▸ THE DATA
• • • • • • •

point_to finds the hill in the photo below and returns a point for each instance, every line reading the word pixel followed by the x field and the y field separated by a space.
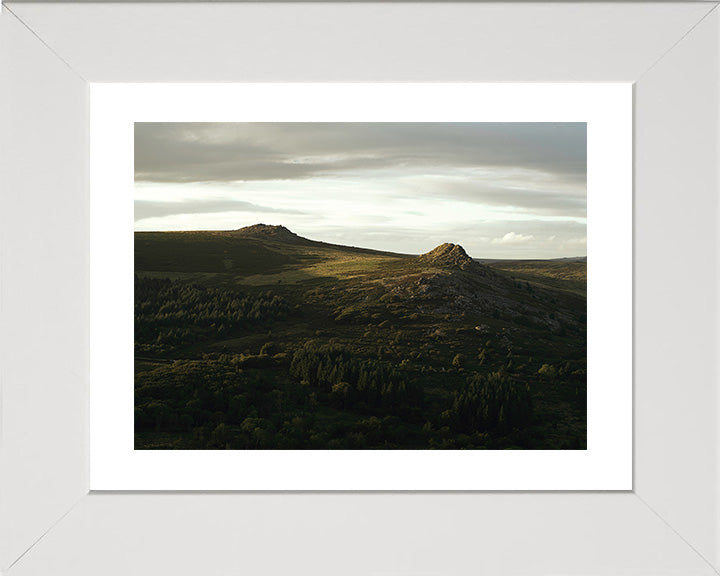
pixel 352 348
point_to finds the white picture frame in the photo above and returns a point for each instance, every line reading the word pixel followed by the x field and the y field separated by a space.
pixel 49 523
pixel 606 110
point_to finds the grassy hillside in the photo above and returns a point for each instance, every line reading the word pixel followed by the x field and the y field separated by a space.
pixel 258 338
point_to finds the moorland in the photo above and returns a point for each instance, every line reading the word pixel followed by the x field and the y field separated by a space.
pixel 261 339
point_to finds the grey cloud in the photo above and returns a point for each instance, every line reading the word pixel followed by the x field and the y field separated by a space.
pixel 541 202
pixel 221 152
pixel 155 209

• • • • • • •

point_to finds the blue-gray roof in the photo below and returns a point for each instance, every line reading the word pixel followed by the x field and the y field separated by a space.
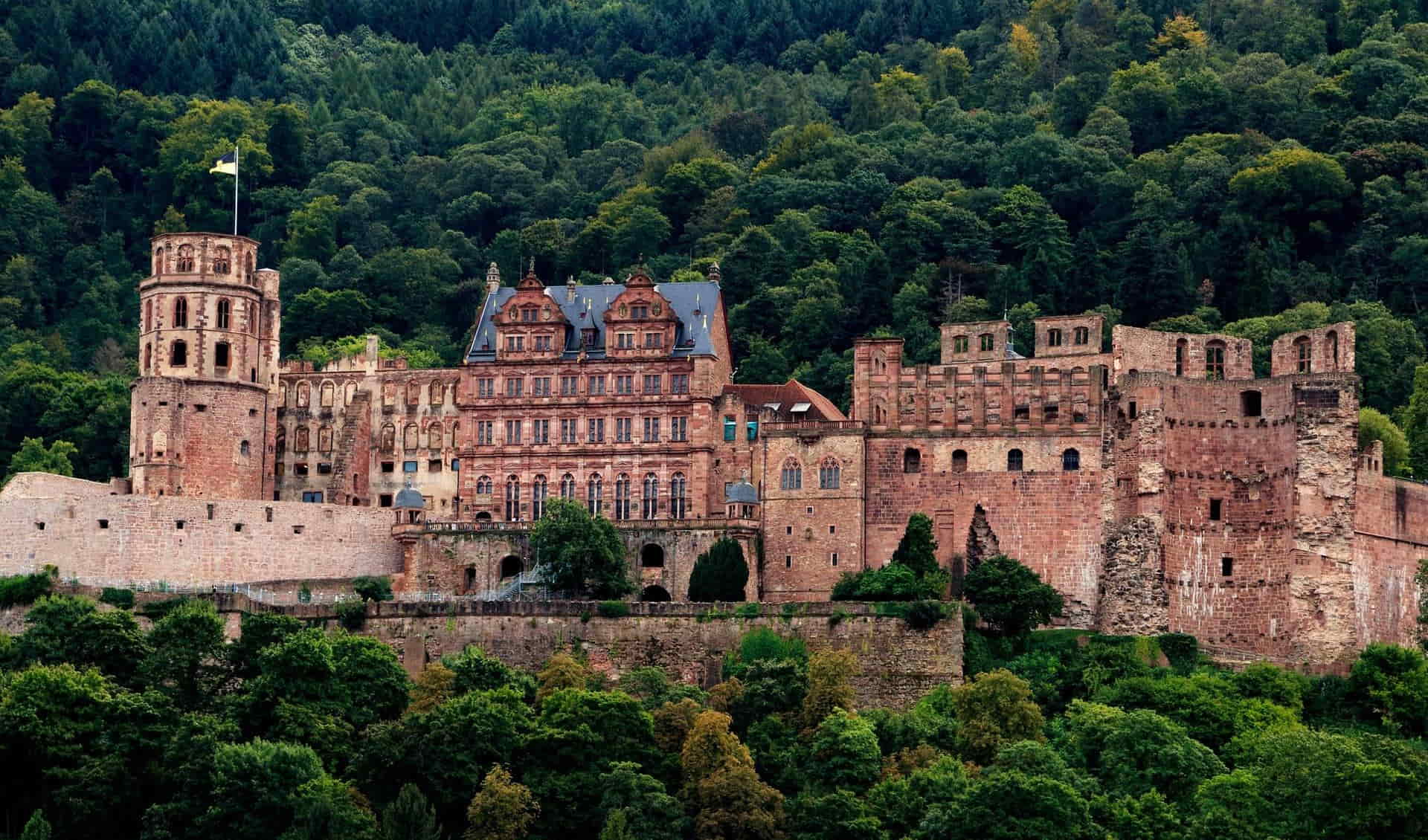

• • • • • • •

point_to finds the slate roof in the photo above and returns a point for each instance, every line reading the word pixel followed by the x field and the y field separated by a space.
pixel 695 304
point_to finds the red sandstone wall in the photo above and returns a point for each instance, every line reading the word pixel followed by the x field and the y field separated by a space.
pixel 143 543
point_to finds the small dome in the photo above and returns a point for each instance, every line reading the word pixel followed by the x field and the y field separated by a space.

• • • • • • •

▸ EXERCISE
Give back every line from the entries above that contains the word "roof", copied unchanged.

▸ ANSWER TO THIS PROBLEM
point_to finds the blue-gray roof in the photo below and returns a point for each instance, every line reading the word pixel followed by the x field and the y field separated by a space.
point_to finds the slate roof in the photo above and returns a point for each instance, every line reading the word pixel followed by the x field and the y field separated by a space.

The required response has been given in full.